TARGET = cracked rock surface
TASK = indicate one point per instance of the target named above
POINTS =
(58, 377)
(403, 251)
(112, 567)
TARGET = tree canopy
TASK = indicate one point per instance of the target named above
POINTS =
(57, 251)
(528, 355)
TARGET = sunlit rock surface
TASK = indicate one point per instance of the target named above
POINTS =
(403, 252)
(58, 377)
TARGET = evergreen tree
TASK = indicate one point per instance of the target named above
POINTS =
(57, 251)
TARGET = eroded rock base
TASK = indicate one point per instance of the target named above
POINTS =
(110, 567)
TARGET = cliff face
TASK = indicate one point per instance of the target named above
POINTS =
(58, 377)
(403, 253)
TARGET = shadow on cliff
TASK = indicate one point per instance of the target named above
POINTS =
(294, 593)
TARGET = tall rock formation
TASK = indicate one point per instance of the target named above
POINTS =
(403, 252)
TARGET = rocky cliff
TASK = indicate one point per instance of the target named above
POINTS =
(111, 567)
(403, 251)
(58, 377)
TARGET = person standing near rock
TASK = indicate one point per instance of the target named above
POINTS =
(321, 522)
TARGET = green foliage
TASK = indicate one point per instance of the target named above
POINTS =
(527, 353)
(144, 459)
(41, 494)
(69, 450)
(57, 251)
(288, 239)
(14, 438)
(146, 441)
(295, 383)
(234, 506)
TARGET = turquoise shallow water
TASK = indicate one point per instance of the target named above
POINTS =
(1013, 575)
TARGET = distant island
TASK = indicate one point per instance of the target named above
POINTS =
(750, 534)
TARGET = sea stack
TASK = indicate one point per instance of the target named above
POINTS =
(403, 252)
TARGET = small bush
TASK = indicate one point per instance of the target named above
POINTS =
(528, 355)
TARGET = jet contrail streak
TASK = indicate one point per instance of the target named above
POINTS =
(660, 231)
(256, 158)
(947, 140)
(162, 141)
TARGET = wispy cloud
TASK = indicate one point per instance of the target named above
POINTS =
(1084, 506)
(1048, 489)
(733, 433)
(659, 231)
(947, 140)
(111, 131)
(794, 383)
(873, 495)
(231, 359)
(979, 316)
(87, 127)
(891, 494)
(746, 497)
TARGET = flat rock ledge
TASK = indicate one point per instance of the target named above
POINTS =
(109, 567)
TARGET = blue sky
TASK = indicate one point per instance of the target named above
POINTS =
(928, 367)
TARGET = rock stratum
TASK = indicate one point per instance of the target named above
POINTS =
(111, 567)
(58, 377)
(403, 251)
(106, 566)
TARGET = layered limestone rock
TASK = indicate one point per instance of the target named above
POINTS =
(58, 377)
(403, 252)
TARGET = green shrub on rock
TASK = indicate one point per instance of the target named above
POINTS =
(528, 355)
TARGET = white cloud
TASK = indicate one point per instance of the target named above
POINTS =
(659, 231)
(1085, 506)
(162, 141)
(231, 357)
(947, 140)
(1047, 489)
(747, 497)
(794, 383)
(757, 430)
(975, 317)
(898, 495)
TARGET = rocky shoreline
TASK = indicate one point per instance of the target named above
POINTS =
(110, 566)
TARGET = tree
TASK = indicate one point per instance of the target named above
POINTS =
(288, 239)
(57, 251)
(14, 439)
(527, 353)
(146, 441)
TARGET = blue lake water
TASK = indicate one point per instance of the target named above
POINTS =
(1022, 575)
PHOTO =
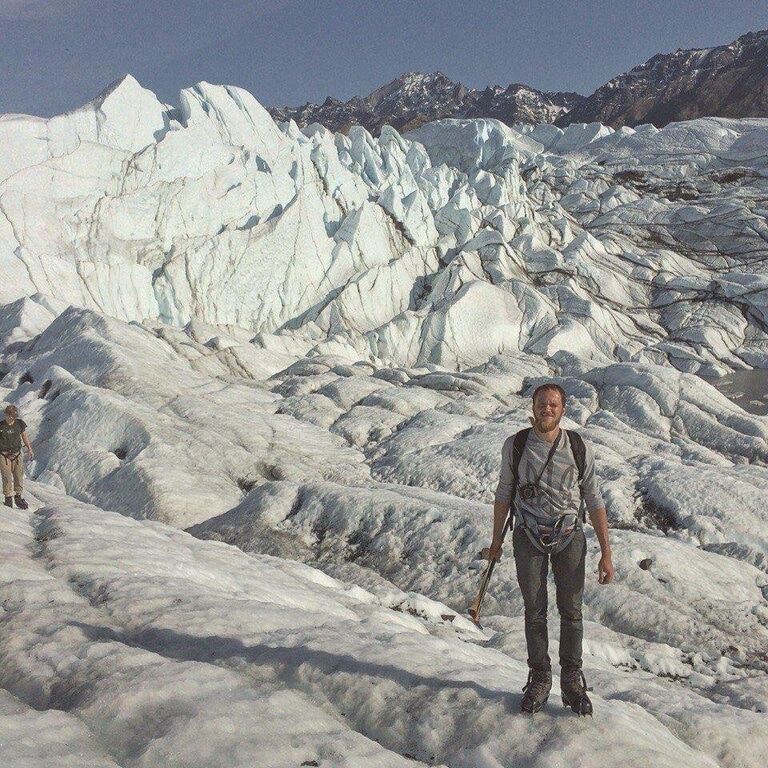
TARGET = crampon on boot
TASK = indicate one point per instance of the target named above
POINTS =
(573, 687)
(536, 690)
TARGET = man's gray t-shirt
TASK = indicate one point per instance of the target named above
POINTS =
(559, 485)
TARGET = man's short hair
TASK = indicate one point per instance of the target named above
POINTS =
(550, 385)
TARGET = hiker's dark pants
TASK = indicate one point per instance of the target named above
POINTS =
(568, 568)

□ □ □ □

▸ Work task: Copy the lines above exactly. Do not include pictures.

▸ Output of the exercise:
TARGET = cracked rock surface
TASK = indicate one point per instance of the target named above
POINTS =
(58, 377)
(403, 251)
(112, 567)
TARGET = tree canopy
TASK = indicate one point per instance of the target named above
POINTS =
(57, 251)
(528, 355)
TARGET = sunlit rock surface
TASK = indicate one point per instance of the target named above
POINTS =
(403, 252)
(58, 377)
TARGET = evergreen tree
TASK = indicate one point per instance of the target named above
POINTS =
(57, 251)
TARGET = eroded rock base
TASK = indicate one point per instance of the target named above
POINTS =
(110, 567)
TARGET = cliff face
TASK = indicate one point per instance of the target named above
POINTS =
(58, 377)
(403, 253)
TARGET = shadow on cliff
TASK = indicate one point per instance of the target named above
POINTS =
(294, 593)
TARGET = tall rock formation
TASK = indicate one point per instance of the target named above
POINTS =
(403, 252)
TARGET = rocky cliff
TASK = indicate one point per instance of the target named above
POINTS =
(111, 567)
(403, 251)
(58, 377)
TARGET = person standing near rock
TASK = indicate one point per instance of the target named above
POINTS =
(321, 522)
TARGET = green foliage
TASK = indicate one point per instance of the target named above
POINTS =
(527, 353)
(144, 459)
(41, 494)
(69, 450)
(57, 251)
(288, 239)
(14, 438)
(146, 441)
(295, 383)
(234, 506)
TARGET = turquoise shallow water
TASK = indicate one point per instance of the target named above
POINTS =
(1013, 575)
TARGET = distant island
TASK = indicate one point per instance of the target named above
POINTS =
(750, 534)
TARGET = sea stack
TASK = indicate one point per instance of the target named above
POINTS =
(403, 252)
TARGET = small bush
TASK = indicate one point per instance of the target named above
POINTS =
(528, 355)
TARGET = jet contrail streak
TASK = indicate one point per instance of the target named above
POINTS =
(660, 231)
(256, 158)
(947, 140)
(162, 141)
TARGET = wispy cloud
TASK = indicate one point per instance of the target named above
POINTS =
(1084, 506)
(1048, 489)
(733, 433)
(659, 231)
(947, 140)
(111, 131)
(794, 383)
(873, 495)
(231, 359)
(979, 316)
(87, 127)
(891, 494)
(746, 497)
TARGET = flat rock ledge
TASK = indicate one point per instance of the target named above
POINTS =
(109, 567)
TARGET = blue sky
TASK = indicate one point per instance of the target named above
POINTS =
(928, 367)
TARGET = rock stratum
TASK = indicate one point per instance of the target named above
POINTS =
(111, 567)
(58, 377)
(403, 251)
(106, 566)
TARGET = layered limestone rock
TASK = indicate one point per instance of the target named above
POINTS =
(58, 377)
(403, 252)
TARGET = green shrub on rock
TASK = indicate one point per instance of the target named above
POINTS =
(528, 355)
TARGET = white cloud
TASK = indicate one point per instance of the target named above
POINTS =
(659, 231)
(1085, 506)
(162, 141)
(231, 357)
(947, 140)
(1047, 489)
(747, 497)
(794, 383)
(757, 430)
(975, 317)
(898, 495)
TARGET = rocky shoreline
TASK = indicate one point per instance of the target named above
POINTS =
(110, 566)
TARGET = tree
TASK = indicate one point per instance of the target named above
POINTS =
(288, 239)
(57, 251)
(14, 439)
(527, 353)
(146, 441)
TARGET = blue lake water
TASK = indicate one point per instance of the target named above
POINTS =
(1022, 575)
PHOTO =
TARGET = crampon on boot
TASK = indicate one point per instance of the target named above
POINTS =
(573, 687)
(536, 690)
TARGET = man's gray t-shirt
TASK = indicate one point per instance of the target named above
POINTS =
(559, 485)
TARGET = man's short hair
TASK = indicate one point per instance of the target named above
POINTS =
(550, 385)
TARGET = hiker's dark pants
TASK = indicate one point per instance of the target named above
POINTS =
(568, 568)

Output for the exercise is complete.